Natural-language object grounding data
● ● ● ● ●

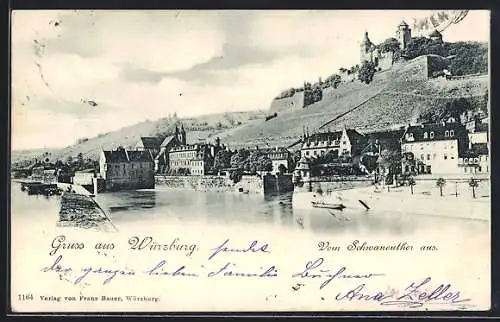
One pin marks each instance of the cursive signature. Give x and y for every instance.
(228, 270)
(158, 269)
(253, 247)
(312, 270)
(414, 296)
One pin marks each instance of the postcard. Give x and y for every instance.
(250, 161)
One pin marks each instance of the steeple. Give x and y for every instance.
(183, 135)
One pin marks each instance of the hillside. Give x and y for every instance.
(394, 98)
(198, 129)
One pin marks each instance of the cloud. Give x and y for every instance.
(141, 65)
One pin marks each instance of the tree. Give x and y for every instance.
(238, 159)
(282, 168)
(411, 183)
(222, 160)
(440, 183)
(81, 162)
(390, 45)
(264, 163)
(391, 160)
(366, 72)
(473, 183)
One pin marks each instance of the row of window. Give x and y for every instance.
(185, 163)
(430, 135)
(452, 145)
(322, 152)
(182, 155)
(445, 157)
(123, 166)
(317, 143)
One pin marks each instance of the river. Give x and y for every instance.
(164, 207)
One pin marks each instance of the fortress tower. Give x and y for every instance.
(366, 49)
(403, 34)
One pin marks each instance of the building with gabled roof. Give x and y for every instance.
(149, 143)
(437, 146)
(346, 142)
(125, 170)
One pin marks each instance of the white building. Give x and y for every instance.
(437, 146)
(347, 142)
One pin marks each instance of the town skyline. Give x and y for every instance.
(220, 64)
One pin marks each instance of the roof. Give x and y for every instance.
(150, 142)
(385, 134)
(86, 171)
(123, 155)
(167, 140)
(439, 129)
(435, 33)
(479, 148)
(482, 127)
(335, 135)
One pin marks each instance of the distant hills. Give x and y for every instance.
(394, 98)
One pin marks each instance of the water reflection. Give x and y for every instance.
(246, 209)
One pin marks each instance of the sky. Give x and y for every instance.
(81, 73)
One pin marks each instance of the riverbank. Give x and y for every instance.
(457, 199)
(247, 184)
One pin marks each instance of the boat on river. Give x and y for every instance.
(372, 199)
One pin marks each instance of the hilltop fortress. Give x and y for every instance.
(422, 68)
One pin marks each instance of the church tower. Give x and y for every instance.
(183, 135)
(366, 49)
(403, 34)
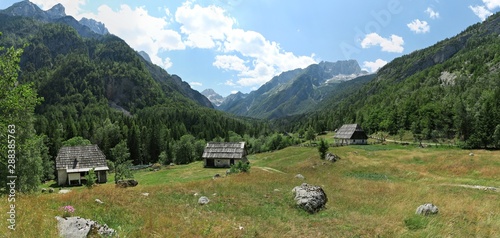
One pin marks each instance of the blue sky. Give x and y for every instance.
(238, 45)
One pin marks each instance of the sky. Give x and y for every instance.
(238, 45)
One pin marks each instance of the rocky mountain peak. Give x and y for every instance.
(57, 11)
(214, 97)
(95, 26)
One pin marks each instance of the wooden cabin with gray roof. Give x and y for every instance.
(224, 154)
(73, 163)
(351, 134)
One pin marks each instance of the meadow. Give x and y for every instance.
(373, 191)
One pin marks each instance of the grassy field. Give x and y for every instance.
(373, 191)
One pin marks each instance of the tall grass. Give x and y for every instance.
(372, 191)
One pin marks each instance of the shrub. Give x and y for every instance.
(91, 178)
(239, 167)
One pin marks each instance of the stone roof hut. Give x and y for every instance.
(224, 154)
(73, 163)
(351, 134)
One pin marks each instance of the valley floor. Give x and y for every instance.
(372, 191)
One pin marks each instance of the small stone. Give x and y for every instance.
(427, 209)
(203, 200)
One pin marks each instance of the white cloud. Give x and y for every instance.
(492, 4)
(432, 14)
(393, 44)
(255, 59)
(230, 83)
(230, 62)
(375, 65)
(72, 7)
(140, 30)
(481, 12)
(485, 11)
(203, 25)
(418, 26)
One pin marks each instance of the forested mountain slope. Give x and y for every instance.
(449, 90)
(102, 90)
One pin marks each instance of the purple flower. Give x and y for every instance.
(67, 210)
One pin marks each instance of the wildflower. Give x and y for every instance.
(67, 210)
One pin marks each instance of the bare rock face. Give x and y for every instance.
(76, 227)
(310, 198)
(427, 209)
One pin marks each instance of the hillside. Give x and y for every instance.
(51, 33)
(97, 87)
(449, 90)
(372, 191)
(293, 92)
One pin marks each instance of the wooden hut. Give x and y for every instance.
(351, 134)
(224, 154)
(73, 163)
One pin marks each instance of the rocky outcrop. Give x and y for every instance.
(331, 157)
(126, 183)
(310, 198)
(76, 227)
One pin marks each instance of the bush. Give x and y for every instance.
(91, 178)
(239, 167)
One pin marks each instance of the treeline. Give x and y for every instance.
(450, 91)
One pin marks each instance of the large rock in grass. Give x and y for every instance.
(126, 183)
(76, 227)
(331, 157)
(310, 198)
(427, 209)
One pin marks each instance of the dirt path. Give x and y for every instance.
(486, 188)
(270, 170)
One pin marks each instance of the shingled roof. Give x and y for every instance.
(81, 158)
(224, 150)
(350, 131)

● ● ● ● ●

→ PROBLEM DETAILS
What is needed is a word-for-word copy of the data above, free of any images.

→ SOLUTION FOR THIS PROBLEM
One pin marks each instance of the cursive signature. Give x and y for every instance.
(228, 270)
(158, 269)
(253, 247)
(312, 270)
(414, 296)
One pin marks each instance of the postcard. Give x and y for every instance.
(250, 161)
One pin marks each instance of the steeple. Give x and y for every instance.
(183, 135)
One pin marks each instance of the hillside. Give x and y for every instance.
(394, 98)
(198, 129)
One pin marks each instance of the cloud. Give x and y for every instance.
(141, 65)
One pin marks each instance of the tree. Give x and y for every instance.
(238, 159)
(282, 168)
(411, 183)
(222, 160)
(440, 183)
(81, 162)
(390, 45)
(264, 163)
(391, 160)
(366, 72)
(473, 183)
One pin marks each instance of the row of window. Give x and y for every instance.
(185, 163)
(430, 135)
(452, 145)
(322, 152)
(182, 155)
(445, 157)
(123, 166)
(317, 143)
One pin marks each instance of the river. Give x and y for every instance.
(164, 207)
One pin marks each instance of the fortress tower. Give x and y for every instance.
(366, 49)
(403, 34)
One pin marks each instance of the building with gabled roof. Give x and y for every instance.
(149, 143)
(437, 146)
(346, 142)
(125, 170)
One pin marks each instance of the white building. Give x and y for every instance.
(437, 146)
(347, 142)
One pin marks each instance of the town skyline. Give x and y for every instance.
(220, 64)
One pin marks each instance of the roof. Give x and y for every instance.
(150, 142)
(385, 134)
(86, 171)
(123, 155)
(167, 140)
(439, 129)
(435, 33)
(479, 148)
(482, 127)
(335, 135)
One pin marks each instance of the distant hills. Give x and y for every instance.
(394, 98)
One pin marks each instance of the water reflection. Give x and y for every instance.
(246, 209)
One pin marks each instance of the sky. Give x and y for every instance.
(81, 73)
One pin marks each instance of the riverbank. Give x and y for every instance.
(457, 199)
(247, 184)
One pin marks each instance of the boat on river. Give x and y for every instance.
(372, 199)
One pin marks each instance of the hilltop fortress. Give x and y for every instance.
(422, 68)
One pin marks each instance of the church tower. Give x and y for every instance.
(183, 135)
(366, 49)
(403, 34)
One pin marks each instance of the blue sky. Give x and y for every instance.
(238, 45)
One pin marks each instance of the sky. Give x and y for every instance.
(238, 45)
One pin marks each instance of the rocky mountain peak. Give x and y for every instance.
(57, 11)
(214, 97)
(95, 26)
One pin marks each instance of the wooden cabin with gray roof. Give x and y for every instance.
(224, 154)
(73, 163)
(351, 134)
One pin marks each instance of the meadow. Give x and y for every instance.
(373, 191)
One pin marks each instance of the grassy field. Give x and y for every instance.
(373, 191)
One pin marks each instance of the tall grass. Give x and y for every instance.
(372, 191)
One pin marks each instance of the shrub. Give x and y for every instance.
(91, 178)
(239, 167)
One pin marks each instance of the stone roof hut. Give x and y for every instance.
(224, 154)
(73, 163)
(351, 134)
One pin marks each instance of the valley floor. Give x and y for every instance.
(372, 191)
One pin marks each instance of the small stone. Give x and y for every instance.
(427, 209)
(203, 200)
One pin marks each instance of the white cloud. Give x and y for every instance.
(492, 4)
(432, 14)
(393, 44)
(255, 59)
(230, 83)
(230, 62)
(375, 65)
(72, 7)
(140, 30)
(481, 12)
(485, 11)
(203, 25)
(418, 26)
One pin marks each instance of the forested mountain slope. Give x and y for every instance.
(449, 90)
(102, 90)
One pin marks each instance of the purple flower. Give x and y for every instance.
(67, 210)
One pin marks each instance of the wildflower. Give x and y for every instance.
(67, 210)
One pin marks each instance of the bare rock face. Give x and y for every instance.
(76, 227)
(310, 198)
(427, 209)
One pin marks each instance of the hillside. Give x and y for every instance.
(51, 33)
(97, 87)
(449, 90)
(372, 191)
(293, 92)
One pin marks each instance of the wooden hut. Give x and y for every instance.
(351, 134)
(224, 154)
(73, 163)
One pin marks each instance of the rocky outcrop. Give x and y for every instance.
(331, 157)
(126, 183)
(310, 198)
(76, 227)
One pin marks each instance of the bush. Give x and y for every instance.
(91, 178)
(239, 167)
One pin marks each instance of the treeline. Give x and y for every instance.
(450, 91)
One pin marks each instance of the large rock in grass. Give x and y for every instance.
(126, 183)
(76, 227)
(331, 157)
(310, 198)
(427, 209)
One pin marks each instance of the dirt path. Give x and y for every instance.
(486, 188)
(270, 170)
One pin marks each instance of the shingled roof. Give x and y for every instance.
(81, 158)
(224, 150)
(350, 131)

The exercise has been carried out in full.